Problem requirements:
Copy the material starting at the line that contains "Target: narrow grass blade" and ending at the line that contains "column 74, row 69", swapping "Kindly" for "Please" and keeping everything else the same.

Data excerpts:
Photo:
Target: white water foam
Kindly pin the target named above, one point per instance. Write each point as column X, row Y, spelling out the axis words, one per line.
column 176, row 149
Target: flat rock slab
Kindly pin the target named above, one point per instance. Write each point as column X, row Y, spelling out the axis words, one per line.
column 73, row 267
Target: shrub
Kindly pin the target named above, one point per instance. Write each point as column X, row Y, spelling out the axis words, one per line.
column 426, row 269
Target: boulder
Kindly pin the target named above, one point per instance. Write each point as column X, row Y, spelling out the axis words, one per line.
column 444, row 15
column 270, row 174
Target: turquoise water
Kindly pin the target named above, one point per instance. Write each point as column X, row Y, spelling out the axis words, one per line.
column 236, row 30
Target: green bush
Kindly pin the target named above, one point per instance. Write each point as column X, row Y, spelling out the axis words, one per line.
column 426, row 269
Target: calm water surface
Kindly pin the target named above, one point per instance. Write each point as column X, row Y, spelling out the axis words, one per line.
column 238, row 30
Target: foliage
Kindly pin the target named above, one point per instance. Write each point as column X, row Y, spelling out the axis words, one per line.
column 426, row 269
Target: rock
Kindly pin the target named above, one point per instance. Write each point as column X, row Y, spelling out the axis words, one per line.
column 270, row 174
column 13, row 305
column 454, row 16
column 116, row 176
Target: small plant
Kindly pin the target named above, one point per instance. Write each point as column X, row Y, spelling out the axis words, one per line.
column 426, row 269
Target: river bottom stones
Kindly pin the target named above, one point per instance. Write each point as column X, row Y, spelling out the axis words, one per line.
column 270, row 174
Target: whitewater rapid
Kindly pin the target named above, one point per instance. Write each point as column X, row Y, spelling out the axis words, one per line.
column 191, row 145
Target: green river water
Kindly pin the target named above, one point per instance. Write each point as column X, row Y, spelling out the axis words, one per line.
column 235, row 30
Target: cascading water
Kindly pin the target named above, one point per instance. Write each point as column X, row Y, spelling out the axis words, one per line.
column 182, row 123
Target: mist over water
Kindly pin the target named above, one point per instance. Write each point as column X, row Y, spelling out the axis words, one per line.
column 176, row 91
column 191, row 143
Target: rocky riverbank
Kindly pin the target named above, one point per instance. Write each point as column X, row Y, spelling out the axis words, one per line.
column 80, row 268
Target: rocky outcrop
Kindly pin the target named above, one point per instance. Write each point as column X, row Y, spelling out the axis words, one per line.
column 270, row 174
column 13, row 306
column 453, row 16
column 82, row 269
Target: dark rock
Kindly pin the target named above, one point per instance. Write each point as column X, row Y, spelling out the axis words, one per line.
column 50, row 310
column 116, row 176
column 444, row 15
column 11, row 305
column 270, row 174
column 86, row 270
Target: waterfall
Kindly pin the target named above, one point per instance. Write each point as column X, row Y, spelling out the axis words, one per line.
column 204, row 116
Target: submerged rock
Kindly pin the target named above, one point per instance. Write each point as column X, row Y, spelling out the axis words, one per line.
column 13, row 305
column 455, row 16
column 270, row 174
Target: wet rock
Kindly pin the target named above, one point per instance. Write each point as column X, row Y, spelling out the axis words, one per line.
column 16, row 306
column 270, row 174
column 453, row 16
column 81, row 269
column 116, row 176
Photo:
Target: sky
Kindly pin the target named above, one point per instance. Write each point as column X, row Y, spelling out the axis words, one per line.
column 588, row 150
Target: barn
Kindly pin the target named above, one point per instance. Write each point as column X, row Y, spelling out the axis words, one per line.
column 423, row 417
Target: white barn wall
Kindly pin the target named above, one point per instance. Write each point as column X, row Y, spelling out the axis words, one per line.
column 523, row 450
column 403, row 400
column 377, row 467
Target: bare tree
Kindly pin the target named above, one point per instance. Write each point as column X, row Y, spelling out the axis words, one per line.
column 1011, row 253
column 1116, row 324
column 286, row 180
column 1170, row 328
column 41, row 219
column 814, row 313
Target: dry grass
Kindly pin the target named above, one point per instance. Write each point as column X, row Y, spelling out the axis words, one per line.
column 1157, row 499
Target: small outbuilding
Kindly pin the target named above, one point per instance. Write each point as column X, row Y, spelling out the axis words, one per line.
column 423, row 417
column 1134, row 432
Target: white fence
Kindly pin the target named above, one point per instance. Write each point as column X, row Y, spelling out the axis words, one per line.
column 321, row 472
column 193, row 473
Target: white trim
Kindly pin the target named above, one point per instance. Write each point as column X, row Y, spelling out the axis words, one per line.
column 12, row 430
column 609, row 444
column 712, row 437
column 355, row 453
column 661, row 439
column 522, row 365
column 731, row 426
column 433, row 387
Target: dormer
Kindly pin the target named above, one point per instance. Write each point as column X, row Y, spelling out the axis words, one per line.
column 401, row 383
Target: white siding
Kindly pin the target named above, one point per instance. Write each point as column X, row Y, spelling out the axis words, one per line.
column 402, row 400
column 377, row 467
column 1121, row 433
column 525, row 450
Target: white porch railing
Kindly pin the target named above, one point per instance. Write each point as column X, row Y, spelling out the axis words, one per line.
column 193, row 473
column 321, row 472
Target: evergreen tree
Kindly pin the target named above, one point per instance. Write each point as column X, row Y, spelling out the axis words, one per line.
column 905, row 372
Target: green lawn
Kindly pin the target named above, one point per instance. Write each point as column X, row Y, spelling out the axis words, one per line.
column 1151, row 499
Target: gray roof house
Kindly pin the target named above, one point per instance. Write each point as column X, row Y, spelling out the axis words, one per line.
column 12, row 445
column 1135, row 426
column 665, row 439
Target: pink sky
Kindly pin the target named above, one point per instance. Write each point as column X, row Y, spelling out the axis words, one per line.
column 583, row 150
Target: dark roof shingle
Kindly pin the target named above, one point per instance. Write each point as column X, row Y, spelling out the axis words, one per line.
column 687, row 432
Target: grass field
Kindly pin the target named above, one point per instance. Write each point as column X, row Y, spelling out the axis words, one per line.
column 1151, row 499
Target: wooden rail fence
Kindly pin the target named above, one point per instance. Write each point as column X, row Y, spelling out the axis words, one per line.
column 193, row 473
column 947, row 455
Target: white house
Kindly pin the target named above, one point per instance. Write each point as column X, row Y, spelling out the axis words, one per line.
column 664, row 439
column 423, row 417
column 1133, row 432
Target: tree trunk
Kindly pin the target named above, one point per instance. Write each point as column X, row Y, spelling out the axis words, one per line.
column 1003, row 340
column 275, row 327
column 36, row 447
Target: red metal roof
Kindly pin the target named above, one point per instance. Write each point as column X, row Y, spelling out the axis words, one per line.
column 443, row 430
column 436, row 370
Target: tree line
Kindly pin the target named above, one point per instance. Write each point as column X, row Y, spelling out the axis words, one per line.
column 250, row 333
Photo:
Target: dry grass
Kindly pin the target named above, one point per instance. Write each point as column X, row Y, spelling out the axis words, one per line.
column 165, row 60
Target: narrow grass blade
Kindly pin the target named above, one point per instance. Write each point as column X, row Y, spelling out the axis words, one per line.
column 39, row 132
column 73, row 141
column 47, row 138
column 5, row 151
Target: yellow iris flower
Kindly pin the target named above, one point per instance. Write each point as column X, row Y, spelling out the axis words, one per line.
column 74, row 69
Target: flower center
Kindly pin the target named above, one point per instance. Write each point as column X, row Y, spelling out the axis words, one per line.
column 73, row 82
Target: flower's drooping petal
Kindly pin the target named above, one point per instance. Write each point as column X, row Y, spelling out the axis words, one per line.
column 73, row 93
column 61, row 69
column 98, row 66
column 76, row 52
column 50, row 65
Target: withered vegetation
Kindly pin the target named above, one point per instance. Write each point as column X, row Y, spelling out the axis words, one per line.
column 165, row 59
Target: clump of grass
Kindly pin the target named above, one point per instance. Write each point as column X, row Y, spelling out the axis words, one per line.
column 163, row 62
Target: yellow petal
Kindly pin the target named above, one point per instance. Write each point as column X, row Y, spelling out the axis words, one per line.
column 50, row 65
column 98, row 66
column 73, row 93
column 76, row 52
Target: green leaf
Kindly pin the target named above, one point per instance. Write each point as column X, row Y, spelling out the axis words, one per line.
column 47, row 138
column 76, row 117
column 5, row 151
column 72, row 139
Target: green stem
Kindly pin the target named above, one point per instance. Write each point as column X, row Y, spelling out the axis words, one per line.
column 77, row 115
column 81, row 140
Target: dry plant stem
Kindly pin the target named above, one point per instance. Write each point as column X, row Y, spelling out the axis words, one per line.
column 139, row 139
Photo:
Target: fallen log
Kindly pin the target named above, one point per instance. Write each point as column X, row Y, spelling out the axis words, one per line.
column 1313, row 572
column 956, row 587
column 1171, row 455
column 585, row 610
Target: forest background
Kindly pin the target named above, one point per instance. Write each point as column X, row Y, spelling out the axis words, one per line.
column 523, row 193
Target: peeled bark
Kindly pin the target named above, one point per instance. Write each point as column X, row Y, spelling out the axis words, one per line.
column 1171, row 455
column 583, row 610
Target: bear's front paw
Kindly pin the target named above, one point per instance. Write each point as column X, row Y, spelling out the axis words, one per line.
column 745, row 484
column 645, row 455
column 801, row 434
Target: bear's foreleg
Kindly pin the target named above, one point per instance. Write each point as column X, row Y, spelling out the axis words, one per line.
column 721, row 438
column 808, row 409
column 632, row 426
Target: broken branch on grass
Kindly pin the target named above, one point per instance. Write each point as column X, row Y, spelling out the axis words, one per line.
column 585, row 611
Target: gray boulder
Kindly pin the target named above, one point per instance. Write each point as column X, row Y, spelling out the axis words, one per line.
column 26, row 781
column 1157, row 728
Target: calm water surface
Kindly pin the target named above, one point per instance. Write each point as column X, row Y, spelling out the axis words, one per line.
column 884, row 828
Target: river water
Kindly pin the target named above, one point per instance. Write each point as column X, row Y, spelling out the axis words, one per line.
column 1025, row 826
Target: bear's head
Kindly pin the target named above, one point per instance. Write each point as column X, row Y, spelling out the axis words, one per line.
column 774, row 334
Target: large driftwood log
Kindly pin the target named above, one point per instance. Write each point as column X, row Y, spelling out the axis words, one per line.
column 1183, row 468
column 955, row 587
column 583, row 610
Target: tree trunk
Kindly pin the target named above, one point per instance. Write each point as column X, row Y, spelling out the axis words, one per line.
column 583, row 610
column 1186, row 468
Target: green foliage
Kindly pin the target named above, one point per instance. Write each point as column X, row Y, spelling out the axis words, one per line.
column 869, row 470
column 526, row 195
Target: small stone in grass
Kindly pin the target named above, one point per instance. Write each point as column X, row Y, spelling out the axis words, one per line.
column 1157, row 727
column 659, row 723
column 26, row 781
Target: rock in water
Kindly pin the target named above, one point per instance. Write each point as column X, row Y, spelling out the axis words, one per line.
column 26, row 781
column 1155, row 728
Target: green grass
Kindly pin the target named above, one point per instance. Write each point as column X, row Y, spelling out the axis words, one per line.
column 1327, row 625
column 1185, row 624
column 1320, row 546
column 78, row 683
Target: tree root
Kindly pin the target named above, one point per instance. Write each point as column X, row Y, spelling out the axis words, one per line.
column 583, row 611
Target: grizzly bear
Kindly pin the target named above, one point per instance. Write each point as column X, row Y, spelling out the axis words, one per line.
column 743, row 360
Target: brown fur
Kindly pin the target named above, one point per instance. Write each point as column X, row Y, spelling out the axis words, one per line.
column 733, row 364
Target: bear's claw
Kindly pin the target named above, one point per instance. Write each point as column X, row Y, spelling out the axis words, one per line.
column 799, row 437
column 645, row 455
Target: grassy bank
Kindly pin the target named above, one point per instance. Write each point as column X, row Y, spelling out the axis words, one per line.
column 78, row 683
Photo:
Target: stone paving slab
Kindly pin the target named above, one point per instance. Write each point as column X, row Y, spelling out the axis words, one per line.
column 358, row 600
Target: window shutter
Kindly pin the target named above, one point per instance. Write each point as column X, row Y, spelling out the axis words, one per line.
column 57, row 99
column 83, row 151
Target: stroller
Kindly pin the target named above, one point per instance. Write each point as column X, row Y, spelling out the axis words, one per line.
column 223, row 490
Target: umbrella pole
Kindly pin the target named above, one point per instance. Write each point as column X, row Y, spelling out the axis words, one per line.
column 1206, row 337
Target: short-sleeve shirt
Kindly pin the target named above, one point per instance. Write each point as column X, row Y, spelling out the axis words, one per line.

Solution:
Target: narrow grass blade
Please pin the target named above, one point per instance. Write each point as column X, row Y, spelling out the axis words, one per line.
column 39, row 132
column 73, row 141
column 47, row 138
column 5, row 151
Target: yellow iris flower
Please pin the target named above, one point per instance. Write each point as column X, row Y, spelling out the axis words, one per line.
column 74, row 69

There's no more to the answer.